_Required tasks:_
a - In the song article, which single first carried "Down Under" as its B-side?
b - Present only the entry lines from the one containing "Practice. Spot the small" through the end of the entries, inclusive, as a numbered list with blank lines omitted.

_Selected extract:_
▼

"Down Under" is a song recorded by Australian rock band Men at Work. It was originally released in 1980 as the B-side to their first local single, "Keypunch Operator", released before the band signed with Columbia Records. Both early songs were written by the group's co-founders, Colin Hay and Ron Strykert. The early version of "Down Under" has a slightly different tempo and arrangement from the later Columbia release. The best-known version was then released on Columbia in 1981 as the second single from their debut album Business as Usual (1981).

The hit song went to number one in their home country Australia in December 1981, and then topped the New Zealand charts in February 1982. The song topped the Canadian charts in October 1982. In the United States, the song debuted on the Billboard Hot 100 on 6 November 1982 at No. 79, and reached No. 1 in January 1983. Topping the US Billboard chart for four non-consecutive weeks, it eventually sold over two million copies in the US alone. Billboard ranked it at No. 4 for 1983.

▲

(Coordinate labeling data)
▼

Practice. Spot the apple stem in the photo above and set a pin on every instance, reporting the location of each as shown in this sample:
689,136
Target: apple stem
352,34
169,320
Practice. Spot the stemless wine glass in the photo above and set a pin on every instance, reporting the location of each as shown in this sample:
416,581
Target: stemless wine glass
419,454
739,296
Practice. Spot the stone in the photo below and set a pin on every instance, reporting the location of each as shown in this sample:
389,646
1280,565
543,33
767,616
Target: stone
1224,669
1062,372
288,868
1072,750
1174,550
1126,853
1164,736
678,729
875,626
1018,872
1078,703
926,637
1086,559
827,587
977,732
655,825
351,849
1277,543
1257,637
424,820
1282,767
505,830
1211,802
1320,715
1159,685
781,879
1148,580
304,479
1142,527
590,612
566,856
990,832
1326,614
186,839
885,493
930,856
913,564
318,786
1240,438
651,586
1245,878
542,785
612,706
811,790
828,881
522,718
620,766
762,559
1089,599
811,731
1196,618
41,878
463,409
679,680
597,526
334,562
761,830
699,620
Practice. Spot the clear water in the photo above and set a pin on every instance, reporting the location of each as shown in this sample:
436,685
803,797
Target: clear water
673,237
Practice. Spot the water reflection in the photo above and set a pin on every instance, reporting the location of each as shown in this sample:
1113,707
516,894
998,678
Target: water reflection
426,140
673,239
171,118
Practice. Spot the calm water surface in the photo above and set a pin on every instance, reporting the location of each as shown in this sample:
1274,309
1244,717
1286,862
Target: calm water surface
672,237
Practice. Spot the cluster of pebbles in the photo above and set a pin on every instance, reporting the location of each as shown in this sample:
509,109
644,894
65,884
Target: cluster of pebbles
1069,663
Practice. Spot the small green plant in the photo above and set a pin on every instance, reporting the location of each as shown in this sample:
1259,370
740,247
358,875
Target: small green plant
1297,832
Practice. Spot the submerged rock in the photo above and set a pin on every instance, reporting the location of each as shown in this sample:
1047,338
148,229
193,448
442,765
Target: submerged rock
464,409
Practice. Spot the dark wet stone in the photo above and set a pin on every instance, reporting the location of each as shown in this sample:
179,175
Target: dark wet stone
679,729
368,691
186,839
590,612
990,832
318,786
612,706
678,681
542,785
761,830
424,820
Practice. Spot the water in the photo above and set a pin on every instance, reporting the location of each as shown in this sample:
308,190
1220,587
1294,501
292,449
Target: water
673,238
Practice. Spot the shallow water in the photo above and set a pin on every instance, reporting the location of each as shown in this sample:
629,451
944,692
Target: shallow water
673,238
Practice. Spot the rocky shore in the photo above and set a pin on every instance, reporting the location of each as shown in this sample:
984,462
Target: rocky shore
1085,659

▲

_Answers for the exercise:_
a - "Keypunch Operator," the band's first local single.

b -
1. Practice. Spot the small green plant in the photo above and set a pin on every instance, reporting the location of each as shown in this sample:
2. 1259,370
3. 740,247
4. 358,875
5. Target: small green plant
6. 1297,832
7. Practice. Spot the submerged rock in the photo above and set a pin on every instance, reporting the location of each as shown in this sample:
8. 1047,338
9. 148,229
10. 193,448
11. 442,765
12. Target: submerged rock
13. 464,409
14. Practice. Spot the dark wet stone in the photo above and set a pin on every instance, reporting the location of each as shown in this sample:
15. 179,175
16. Target: dark wet stone
17. 679,729
18. 368,691
19. 186,839
20. 590,612
21. 990,832
22. 318,786
23. 612,706
24. 678,681
25. 542,785
26. 761,830
27. 424,820
28. Practice. Spot the water in the photo above and set a pin on every instance, reporting the location of each as shown in this sample:
29. 308,190
30. 1220,587
31. 1294,501
32. 292,449
33. Target: water
34. 673,238
35. Practice. Spot the shallow water in the photo above and set a pin on every instance, reporting the location of each as shown in this sample:
36. 629,451
37. 944,692
38. Target: shallow water
39. 673,238
40. Practice. Spot the rocky shore in the photo above and set a pin on every instance, reporting the location of each as shown in this sample:
41. 984,462
42. Target: rocky shore
43. 1085,659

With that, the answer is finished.